Please reproduce all of the material below, switching each "in this form" to "in this format" and keeping everything else the same.
Raw data start
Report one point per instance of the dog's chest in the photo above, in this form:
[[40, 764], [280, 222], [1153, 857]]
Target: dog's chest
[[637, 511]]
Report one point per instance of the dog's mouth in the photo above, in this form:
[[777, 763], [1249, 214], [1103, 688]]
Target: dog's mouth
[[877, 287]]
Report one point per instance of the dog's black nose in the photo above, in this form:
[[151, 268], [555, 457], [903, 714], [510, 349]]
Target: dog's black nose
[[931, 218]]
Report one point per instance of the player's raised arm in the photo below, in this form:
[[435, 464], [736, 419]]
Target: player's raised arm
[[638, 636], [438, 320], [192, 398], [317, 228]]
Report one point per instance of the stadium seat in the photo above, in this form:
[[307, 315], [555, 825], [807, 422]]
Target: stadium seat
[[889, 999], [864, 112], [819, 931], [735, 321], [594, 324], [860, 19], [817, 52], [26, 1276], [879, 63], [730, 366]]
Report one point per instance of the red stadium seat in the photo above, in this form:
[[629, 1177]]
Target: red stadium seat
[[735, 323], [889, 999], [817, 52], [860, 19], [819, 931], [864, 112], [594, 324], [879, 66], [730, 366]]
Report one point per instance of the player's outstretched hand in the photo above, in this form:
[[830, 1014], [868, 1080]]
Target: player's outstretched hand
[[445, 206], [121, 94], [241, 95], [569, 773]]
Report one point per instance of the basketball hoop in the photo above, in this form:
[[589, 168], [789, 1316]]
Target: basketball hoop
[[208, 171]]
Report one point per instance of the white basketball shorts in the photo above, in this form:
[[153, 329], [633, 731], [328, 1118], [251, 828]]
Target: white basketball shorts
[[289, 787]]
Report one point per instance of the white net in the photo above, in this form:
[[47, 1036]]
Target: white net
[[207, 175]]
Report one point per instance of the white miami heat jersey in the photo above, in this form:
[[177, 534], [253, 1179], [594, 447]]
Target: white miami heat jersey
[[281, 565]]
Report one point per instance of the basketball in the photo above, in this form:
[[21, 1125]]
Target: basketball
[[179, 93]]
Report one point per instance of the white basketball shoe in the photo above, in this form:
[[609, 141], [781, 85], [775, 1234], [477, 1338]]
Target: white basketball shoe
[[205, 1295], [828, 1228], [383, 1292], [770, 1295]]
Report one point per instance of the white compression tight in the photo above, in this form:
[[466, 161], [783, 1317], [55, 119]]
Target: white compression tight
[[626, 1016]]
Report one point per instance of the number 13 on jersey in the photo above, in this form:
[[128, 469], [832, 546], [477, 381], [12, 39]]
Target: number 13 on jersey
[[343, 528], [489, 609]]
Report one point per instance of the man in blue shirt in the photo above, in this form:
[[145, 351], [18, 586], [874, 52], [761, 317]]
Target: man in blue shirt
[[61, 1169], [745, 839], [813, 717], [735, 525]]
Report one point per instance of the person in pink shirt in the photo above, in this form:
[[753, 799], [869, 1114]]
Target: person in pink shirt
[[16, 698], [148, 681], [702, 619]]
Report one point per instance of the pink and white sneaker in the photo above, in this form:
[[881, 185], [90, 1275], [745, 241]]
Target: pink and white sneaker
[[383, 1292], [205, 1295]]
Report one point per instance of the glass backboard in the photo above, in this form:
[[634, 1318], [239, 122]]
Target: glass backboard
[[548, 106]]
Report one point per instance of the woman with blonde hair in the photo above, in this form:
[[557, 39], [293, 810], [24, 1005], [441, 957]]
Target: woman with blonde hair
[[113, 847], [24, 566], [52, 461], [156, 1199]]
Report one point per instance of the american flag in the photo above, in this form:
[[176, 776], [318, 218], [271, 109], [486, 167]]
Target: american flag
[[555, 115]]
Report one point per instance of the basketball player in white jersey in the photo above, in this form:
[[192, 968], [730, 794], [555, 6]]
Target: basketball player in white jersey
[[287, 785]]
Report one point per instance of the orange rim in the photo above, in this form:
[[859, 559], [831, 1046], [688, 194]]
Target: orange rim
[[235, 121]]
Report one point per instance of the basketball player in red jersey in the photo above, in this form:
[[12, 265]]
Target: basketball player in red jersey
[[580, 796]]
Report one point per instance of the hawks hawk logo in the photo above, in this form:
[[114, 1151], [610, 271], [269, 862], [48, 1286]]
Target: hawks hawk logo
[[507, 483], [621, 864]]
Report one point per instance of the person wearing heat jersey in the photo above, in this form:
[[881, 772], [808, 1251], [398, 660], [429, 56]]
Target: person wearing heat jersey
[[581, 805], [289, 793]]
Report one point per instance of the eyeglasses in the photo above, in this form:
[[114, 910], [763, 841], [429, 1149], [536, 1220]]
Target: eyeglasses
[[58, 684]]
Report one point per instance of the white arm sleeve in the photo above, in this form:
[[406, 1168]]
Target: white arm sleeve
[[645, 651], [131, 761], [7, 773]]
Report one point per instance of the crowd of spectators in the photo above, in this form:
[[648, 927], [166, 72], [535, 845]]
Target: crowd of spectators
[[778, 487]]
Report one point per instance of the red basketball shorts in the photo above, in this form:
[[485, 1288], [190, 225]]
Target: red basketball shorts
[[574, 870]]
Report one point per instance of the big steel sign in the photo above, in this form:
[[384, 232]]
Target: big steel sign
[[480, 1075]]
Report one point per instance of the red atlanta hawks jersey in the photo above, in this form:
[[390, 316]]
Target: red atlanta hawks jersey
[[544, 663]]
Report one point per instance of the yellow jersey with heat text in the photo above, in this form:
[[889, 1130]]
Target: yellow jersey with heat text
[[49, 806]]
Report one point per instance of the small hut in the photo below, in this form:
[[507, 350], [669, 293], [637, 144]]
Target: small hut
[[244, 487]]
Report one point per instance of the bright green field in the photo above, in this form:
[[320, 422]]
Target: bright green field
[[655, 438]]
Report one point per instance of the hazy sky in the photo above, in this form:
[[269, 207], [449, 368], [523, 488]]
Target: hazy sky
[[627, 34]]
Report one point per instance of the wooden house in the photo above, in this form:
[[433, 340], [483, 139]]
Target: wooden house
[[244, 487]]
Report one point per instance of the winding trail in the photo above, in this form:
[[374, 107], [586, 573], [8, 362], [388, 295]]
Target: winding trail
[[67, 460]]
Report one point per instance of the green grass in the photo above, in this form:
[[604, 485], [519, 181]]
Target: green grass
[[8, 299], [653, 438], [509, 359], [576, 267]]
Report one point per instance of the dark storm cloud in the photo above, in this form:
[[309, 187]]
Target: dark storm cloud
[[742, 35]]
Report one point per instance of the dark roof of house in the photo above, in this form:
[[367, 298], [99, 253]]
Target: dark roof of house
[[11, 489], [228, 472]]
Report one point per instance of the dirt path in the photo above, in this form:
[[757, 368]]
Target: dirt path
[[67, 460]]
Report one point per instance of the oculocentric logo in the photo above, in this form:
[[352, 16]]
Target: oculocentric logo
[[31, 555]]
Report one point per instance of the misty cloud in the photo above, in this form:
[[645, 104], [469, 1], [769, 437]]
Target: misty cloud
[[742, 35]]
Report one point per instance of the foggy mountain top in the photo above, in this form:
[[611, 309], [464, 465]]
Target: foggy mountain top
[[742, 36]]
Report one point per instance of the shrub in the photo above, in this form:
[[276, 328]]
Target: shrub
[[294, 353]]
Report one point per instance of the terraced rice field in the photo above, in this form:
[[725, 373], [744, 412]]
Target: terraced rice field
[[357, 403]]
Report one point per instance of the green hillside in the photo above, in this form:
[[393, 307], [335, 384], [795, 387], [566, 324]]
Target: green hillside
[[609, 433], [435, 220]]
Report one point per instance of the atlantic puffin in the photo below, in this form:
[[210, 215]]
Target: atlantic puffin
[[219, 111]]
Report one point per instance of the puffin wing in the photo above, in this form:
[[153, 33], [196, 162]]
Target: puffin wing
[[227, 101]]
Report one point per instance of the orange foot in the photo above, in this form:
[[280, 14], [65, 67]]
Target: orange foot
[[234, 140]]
Raw data end
Answer to the problem |
Report one point per instance of the dog's chest in the photo above, in this format:
[[40, 764], [280, 222], [1153, 857]]
Target: dog's chest
[[637, 511]]
Report one point per instance of the dog's mouth in the photo above, in this format:
[[777, 763], [1249, 214], [1103, 688]]
Target: dog's mouth
[[877, 287]]
Report one point per instance of the dog's black nose in the photo above, in this format:
[[151, 268], [555, 457], [903, 714], [510, 349]]
Target: dog's black nose
[[931, 218]]
Report one point per instance of the player's raised arm in the photo below, in this format:
[[435, 464], [736, 419]]
Target: player's raised arm
[[638, 636], [438, 320], [192, 398], [317, 228]]
Report one point per instance of the stadium seat in the photo above, in this format:
[[307, 315], [555, 825], [807, 422]]
Target: stadium seat
[[889, 999], [864, 112], [819, 931], [735, 321], [594, 324], [860, 19], [817, 52], [26, 1276], [879, 63], [730, 366]]
Report one point per instance of the red stadium seat in the photo above, in this format:
[[629, 1177]]
Target: red stadium seat
[[735, 323], [889, 999], [817, 52], [860, 19], [819, 931], [864, 112], [594, 324], [879, 66], [730, 366]]
Report one point per instance of the player's outstretched hand in the photo above, in this format:
[[830, 1014], [868, 1080]]
Target: player's outstretched hand
[[445, 206], [121, 94], [241, 95], [569, 773]]
Report one point per instance of the basketball hoop in the photo above, in this format:
[[589, 168], [789, 1316]]
Target: basketball hoop
[[208, 171]]
Report one point per instance of the white basketball shorts in the photo above, in this format:
[[153, 329], [633, 731], [328, 1118], [251, 828]]
Target: white basketball shorts
[[289, 787]]
Report one point per instance of the white net in the photo above, in this format:
[[47, 1036]]
Target: white net
[[207, 175]]
Report one point per instance of the white miami heat jersey in the photo above, in this format:
[[177, 534], [253, 1179], [594, 447]]
Target: white miami heat jersey
[[281, 565]]
Report one point per instance of the basketball in the photo above, in this format:
[[21, 1125]]
Target: basketball
[[179, 93]]
Report one point per instance of the white basketball shoe in the photo above, in this format:
[[609, 141], [781, 85], [775, 1234], [477, 1338]]
Target: white basketball shoe
[[205, 1295], [828, 1228], [383, 1292], [770, 1295]]
Report one point per instance of the white compression tight in the photo above, in this format:
[[466, 161], [783, 1317], [55, 119]]
Target: white compression tight
[[626, 1016]]
Report one point per instance of the number 13 on jersey in the photo above, in this format:
[[128, 469], [832, 546], [477, 381], [12, 39]]
Target: number 13 on jersey
[[343, 528], [489, 609]]
Report one point per instance of the man in blue shirt in the photo above, in this format:
[[145, 351], [18, 586], [874, 52], [761, 317]]
Target: man in blue shirt
[[61, 1169], [745, 839], [813, 717], [735, 525]]
Report one point per instance of the person in pink shirt in the photo above, in this format:
[[753, 799], [869, 1114]]
Target: person in pink shirt
[[16, 698], [148, 681], [702, 619]]
Report one point per instance of the pink and white sneaker in the photo above, in this format:
[[881, 185], [90, 1275], [745, 241]]
Target: pink and white sneaker
[[383, 1292], [205, 1295]]
Report one point per instance of the glass backboard in the photo above, in this format:
[[634, 1318], [239, 122]]
Target: glass backboard
[[548, 106]]
Report one point per instance of the woman with blonde hair in the photo above, in this format:
[[557, 39], [293, 810], [24, 1005], [441, 957]]
Target: woman with blonde hair
[[113, 847], [24, 566], [52, 461], [156, 1199]]
Report one point per instance of the american flag in the photo above, in this format:
[[176, 776], [318, 218], [271, 109], [486, 167]]
Target: american flag
[[555, 115]]
Report one point per instance of the basketball player in white jersey in the photo above, in this format:
[[192, 968], [730, 794], [555, 6]]
Target: basketball player in white jersey
[[287, 785]]
Report one point per instance of the orange rim in the photo above, in this format:
[[859, 559], [831, 1046], [688, 194]]
Target: orange rim
[[235, 121]]
Report one point per instance of the basketball player in red jersey in the photo above, in this format:
[[12, 265]]
Target: basketball player in red jersey
[[580, 796]]
Report one point per instance of the hawks hawk logo in the photo above, in this format:
[[114, 1151], [610, 271], [269, 862], [48, 1286]]
Target: hawks hawk logo
[[507, 483], [621, 864]]
Report one point per instance of the person wearing heat jersey in the photo above, in this format:
[[881, 772], [808, 1251], [398, 660], [429, 56]]
Target: person wearing heat jersey
[[581, 805], [289, 793]]
Report one point per instance of the eyeglasses in the photo above, in this format:
[[114, 910], [763, 841], [429, 1149], [536, 1220]]
Target: eyeglasses
[[58, 684]]
Report one point per instance of the white arm sleeve in the photo above, in this format:
[[406, 1168]]
Target: white arm sleeve
[[645, 651], [131, 761], [7, 773]]
Report one point per instance of the crowd of spectators in the photo above, in this format:
[[648, 927], [166, 72], [535, 845]]
Target: crowd of spectators
[[778, 487]]
Report one point per instance of the red basketball shorts in the photo above, in this format:
[[485, 1288], [190, 225]]
Target: red basketball shorts
[[574, 870]]
Report one point per instance of the big steel sign in the photo above, in this format:
[[384, 232]]
Target: big steel sign
[[480, 1075]]
Report one point per instance of the red atlanta hawks jersey in the photo above, in this format:
[[390, 316]]
Target: red atlanta hawks jersey
[[544, 663]]
Report one point per instance of the yellow jersey with heat text in the photo above, in this format:
[[889, 1130]]
Target: yellow jersey with heat text
[[49, 806]]
Report one point per instance of the small hut in the photo below, in this format:
[[507, 350], [669, 293], [637, 144]]
Target: small hut
[[244, 487]]
Report one point per instance of the bright green field in the photo above, in this format:
[[320, 422]]
Target: bright green field
[[655, 438]]
Report one point per instance of the hazy sky in the photo above, in this format:
[[269, 207], [449, 368], [523, 488]]
Target: hazy sky
[[627, 34]]
Report one point per instance of the wooden house in the photo above, in this format:
[[433, 340], [483, 139]]
Target: wooden house
[[244, 487]]
Report one point per instance of the winding trail in the photo above, in this format:
[[374, 107], [586, 573], [8, 362], [388, 295]]
Target: winding trail
[[67, 460]]
Report one point per instance of the green grass in the photo above, in this format:
[[604, 485], [519, 181]]
Target: green grass
[[8, 299], [653, 438], [509, 359], [576, 267]]
Report one point per instance of the dark storm cloud in the photo above, in this format:
[[309, 187]]
Target: dark storm cloud
[[742, 35]]
Report one point per instance of the dark roof of house in the photo above, in this format:
[[367, 298], [99, 253]]
Target: dark roof of house
[[11, 489], [228, 472]]
Report one point per instance of the dirt path in the photo above, in this format:
[[757, 368]]
Target: dirt path
[[67, 460]]
Report one point per instance of the oculocentric logo in the photo above, in this format:
[[352, 16]]
Target: oculocentric logo
[[31, 555]]
Report one point per instance of the misty cloud in the photo above, in this format:
[[645, 104], [469, 1], [769, 437]]
Target: misty cloud
[[742, 35]]
Report one point per instance of the foggy mountain top in the photo above, in this format:
[[611, 309], [464, 465]]
Target: foggy mountain top
[[742, 36]]
Report one point per instance of the shrub in the photo above, in this format:
[[276, 328]]
Target: shrub
[[294, 353]]
Report one point per instance of the terraced rice field in the photo above, in this format:
[[725, 373], [744, 412]]
Target: terraced rice field
[[357, 403]]
Report one point per instance of the green hillside in the photo above, in this format:
[[393, 307], [335, 384], [795, 387], [566, 324]]
Target: green hillside
[[609, 433], [435, 220]]
Report one point per instance of the atlantic puffin in the photo below, in this format:
[[210, 215]]
Target: atlantic puffin
[[219, 111]]
Report one point per instance of the puffin wing in the photo above, in this format:
[[153, 33], [196, 162]]
Target: puffin wing
[[227, 101]]
Report one point per instance of the orange foot in the photo above, in this format:
[[280, 14], [65, 67]]
Target: orange foot
[[234, 140]]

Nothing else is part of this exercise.